◆ **AVAILABLE DATA**:
══════
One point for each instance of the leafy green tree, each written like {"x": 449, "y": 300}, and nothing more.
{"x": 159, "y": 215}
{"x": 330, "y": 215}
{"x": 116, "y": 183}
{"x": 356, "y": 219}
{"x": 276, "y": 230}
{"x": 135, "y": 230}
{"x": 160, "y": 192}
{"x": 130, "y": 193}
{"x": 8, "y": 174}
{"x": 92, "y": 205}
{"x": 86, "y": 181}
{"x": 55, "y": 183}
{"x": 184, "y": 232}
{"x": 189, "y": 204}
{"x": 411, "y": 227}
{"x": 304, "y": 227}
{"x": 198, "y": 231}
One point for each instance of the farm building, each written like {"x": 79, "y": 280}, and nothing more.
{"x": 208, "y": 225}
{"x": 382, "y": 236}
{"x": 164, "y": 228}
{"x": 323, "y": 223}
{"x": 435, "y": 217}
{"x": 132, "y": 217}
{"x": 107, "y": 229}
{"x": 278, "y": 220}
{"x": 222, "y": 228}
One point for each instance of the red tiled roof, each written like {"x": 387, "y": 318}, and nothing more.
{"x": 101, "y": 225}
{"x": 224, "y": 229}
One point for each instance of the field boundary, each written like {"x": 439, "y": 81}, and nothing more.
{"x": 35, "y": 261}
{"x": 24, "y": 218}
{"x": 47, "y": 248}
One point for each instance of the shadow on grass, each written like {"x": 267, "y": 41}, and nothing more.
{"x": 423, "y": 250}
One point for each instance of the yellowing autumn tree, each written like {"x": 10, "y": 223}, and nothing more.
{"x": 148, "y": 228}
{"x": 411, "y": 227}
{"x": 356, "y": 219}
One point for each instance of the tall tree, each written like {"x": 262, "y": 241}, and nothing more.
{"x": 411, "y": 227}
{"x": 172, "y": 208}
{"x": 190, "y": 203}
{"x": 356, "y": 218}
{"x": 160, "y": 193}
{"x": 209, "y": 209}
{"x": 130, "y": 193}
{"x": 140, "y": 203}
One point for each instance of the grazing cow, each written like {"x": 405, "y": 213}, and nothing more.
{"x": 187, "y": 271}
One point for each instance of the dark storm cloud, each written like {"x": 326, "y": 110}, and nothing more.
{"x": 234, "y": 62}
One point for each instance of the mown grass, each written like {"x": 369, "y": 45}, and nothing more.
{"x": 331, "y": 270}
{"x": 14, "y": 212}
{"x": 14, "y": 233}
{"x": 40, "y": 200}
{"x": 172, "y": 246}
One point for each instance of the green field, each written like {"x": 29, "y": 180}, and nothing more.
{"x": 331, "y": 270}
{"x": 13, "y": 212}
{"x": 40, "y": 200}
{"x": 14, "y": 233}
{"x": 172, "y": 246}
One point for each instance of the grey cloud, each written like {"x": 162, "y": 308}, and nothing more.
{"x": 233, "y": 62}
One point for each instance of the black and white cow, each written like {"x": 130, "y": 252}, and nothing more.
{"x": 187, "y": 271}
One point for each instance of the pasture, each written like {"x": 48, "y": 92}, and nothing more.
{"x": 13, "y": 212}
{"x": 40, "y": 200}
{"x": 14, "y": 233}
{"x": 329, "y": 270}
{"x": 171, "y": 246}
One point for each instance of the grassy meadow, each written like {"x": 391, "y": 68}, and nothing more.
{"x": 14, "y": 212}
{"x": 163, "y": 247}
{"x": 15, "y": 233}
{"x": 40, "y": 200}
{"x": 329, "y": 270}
══════
Retype the entries above exactly as they appear.

One point for each instance of the leafy green tree, each written like {"x": 449, "y": 300}, and nothing more.
{"x": 159, "y": 215}
{"x": 330, "y": 215}
{"x": 116, "y": 183}
{"x": 356, "y": 219}
{"x": 276, "y": 230}
{"x": 135, "y": 230}
{"x": 160, "y": 192}
{"x": 130, "y": 193}
{"x": 8, "y": 174}
{"x": 92, "y": 205}
{"x": 86, "y": 181}
{"x": 55, "y": 183}
{"x": 184, "y": 232}
{"x": 189, "y": 204}
{"x": 411, "y": 227}
{"x": 304, "y": 227}
{"x": 198, "y": 231}
One point for each instance of the farm building, each written like {"x": 79, "y": 280}, and nothing more.
{"x": 208, "y": 225}
{"x": 382, "y": 236}
{"x": 164, "y": 228}
{"x": 323, "y": 223}
{"x": 435, "y": 217}
{"x": 132, "y": 217}
{"x": 107, "y": 229}
{"x": 278, "y": 220}
{"x": 222, "y": 228}
One point for each instance of the red tiled roof, each written like {"x": 387, "y": 318}, and nothing more.
{"x": 101, "y": 225}
{"x": 224, "y": 229}
One point for each instance of the field boundary, each written like {"x": 439, "y": 81}, and nothing more.
{"x": 35, "y": 261}
{"x": 24, "y": 218}
{"x": 47, "y": 248}
One point for each instance of the shadow on grass, each written like {"x": 267, "y": 41}, and nothing more.
{"x": 423, "y": 250}
One point for each instance of the yellowing autumn tree, each written like {"x": 10, "y": 223}, and nothing more.
{"x": 148, "y": 228}
{"x": 411, "y": 227}
{"x": 356, "y": 219}
One point for each instance of the tall tree, each written like {"x": 262, "y": 241}, and nothing more.
{"x": 411, "y": 227}
{"x": 172, "y": 208}
{"x": 190, "y": 203}
{"x": 356, "y": 218}
{"x": 160, "y": 193}
{"x": 209, "y": 209}
{"x": 130, "y": 193}
{"x": 140, "y": 203}
One point for each instance of the grazing cow, each written like {"x": 405, "y": 213}, and nothing more.
{"x": 187, "y": 271}
One point for each instance of the dark storm cloud, each written like {"x": 326, "y": 110}, and nothing more.
{"x": 234, "y": 62}
One point for each instance of the mown grass, each written like {"x": 369, "y": 45}, and nothing more.
{"x": 331, "y": 270}
{"x": 14, "y": 212}
{"x": 14, "y": 233}
{"x": 40, "y": 200}
{"x": 172, "y": 246}
One point for each instance of the green field, each written like {"x": 29, "y": 180}, and nothing more.
{"x": 331, "y": 270}
{"x": 13, "y": 212}
{"x": 40, "y": 200}
{"x": 14, "y": 233}
{"x": 172, "y": 246}
One point for each instance of the grey cloud, each written like {"x": 162, "y": 308}, and nothing more.
{"x": 233, "y": 62}
One point for each instance of the black and white cow, each written like {"x": 130, "y": 252}, and nothing more.
{"x": 187, "y": 271}
One point for each instance of the pasture, each written like {"x": 48, "y": 92}, and nothing more.
{"x": 13, "y": 212}
{"x": 40, "y": 200}
{"x": 14, "y": 233}
{"x": 329, "y": 270}
{"x": 171, "y": 246}
One point for each instance of the grassy meadow, each written like {"x": 391, "y": 68}, and nothing more.
{"x": 14, "y": 212}
{"x": 163, "y": 247}
{"x": 15, "y": 233}
{"x": 40, "y": 200}
{"x": 329, "y": 270}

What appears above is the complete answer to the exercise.